#### [Quoted passage]

May 14, 2014
On Wed, 14 May 2014 08:27:45 +0000
monarch_dodra via Digitalmars-d-learn
<digitalmars-d-learn@puremagic.com> wrote:

> On Monday, 12 May 2014 at 18:44:22 UTC, Jonathan M Davis via Digitalmars-d-learn wrote:
> > Sure, you can cast char[] to ubyte[] and sort that if you know
> > that the array
> > only holds pure ASCII. In fact, you can use
> > std.string.representation to do it
> > - e.g.
> >
> > auto ascii = str.representation;
> >
> > and if str were mutable, then you could sort it. But that will
> > only work if
> > the string only contains ASCII characters. Regardless, he
> > wanted to know why
> > he couldn't sort char[], and I explained why - all strings are
> > treated as
> > ranges of dchar, making it so that if their element type is
> > char or wchar, so
> > they're not random access and thus can't be sorted.
>
> Arguably, a smart enough implementation should know how to sort a "char[]", while still preserving codepoint integrity.

I don't think that that can be done at the same algorithmic complexity though. So, I don't know if that would be acceptable or not from the standpoint of std.algorithm.sort. But even if it's a good idea, someone would have to special case sort for char[], and no one has done that.

#### [Entries shown]
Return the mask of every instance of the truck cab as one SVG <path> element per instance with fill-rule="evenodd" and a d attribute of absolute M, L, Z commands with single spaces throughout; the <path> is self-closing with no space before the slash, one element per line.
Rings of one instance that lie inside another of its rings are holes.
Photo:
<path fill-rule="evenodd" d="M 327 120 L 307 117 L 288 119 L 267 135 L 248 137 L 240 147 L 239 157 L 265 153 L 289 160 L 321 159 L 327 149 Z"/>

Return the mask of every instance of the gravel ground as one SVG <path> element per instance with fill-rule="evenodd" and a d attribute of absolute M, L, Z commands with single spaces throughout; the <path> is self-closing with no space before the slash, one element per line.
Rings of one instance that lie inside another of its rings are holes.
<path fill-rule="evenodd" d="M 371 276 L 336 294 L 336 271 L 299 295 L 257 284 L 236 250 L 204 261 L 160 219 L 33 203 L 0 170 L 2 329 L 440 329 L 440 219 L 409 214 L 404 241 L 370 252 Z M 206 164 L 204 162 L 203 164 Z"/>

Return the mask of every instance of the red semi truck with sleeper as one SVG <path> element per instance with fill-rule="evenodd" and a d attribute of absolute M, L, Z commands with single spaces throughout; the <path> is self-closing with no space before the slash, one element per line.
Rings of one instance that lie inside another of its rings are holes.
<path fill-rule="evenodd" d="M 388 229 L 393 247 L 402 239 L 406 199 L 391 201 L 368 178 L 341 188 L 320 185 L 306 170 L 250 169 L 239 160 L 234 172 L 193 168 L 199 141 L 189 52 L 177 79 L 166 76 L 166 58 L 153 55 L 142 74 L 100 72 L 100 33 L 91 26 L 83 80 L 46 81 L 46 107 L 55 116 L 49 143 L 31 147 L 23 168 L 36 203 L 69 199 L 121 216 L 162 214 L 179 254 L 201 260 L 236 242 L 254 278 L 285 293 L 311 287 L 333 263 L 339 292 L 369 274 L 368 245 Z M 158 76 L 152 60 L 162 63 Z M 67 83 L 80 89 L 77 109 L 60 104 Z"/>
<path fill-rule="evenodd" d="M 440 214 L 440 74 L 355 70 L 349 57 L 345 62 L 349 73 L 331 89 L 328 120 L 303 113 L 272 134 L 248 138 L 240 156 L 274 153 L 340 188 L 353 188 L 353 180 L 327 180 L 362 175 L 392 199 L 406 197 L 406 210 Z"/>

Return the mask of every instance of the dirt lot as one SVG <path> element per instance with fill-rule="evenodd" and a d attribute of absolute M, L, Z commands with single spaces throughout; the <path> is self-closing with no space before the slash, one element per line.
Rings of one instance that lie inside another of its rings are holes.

#### [Task]
Retype the reply on sorting char[] word for word, from "I don't think" to "has done that.". Work only from the mailing-list reply about sorting char[].

#### [Task output]
I don't think that that can be done at the same algorithmic complexity though. So, I don't know if that would be acceptable or not from the standpoint of std.algorithm.sort. But even if it's a good idea, someone would have to special case sort for char[], and no one has done that.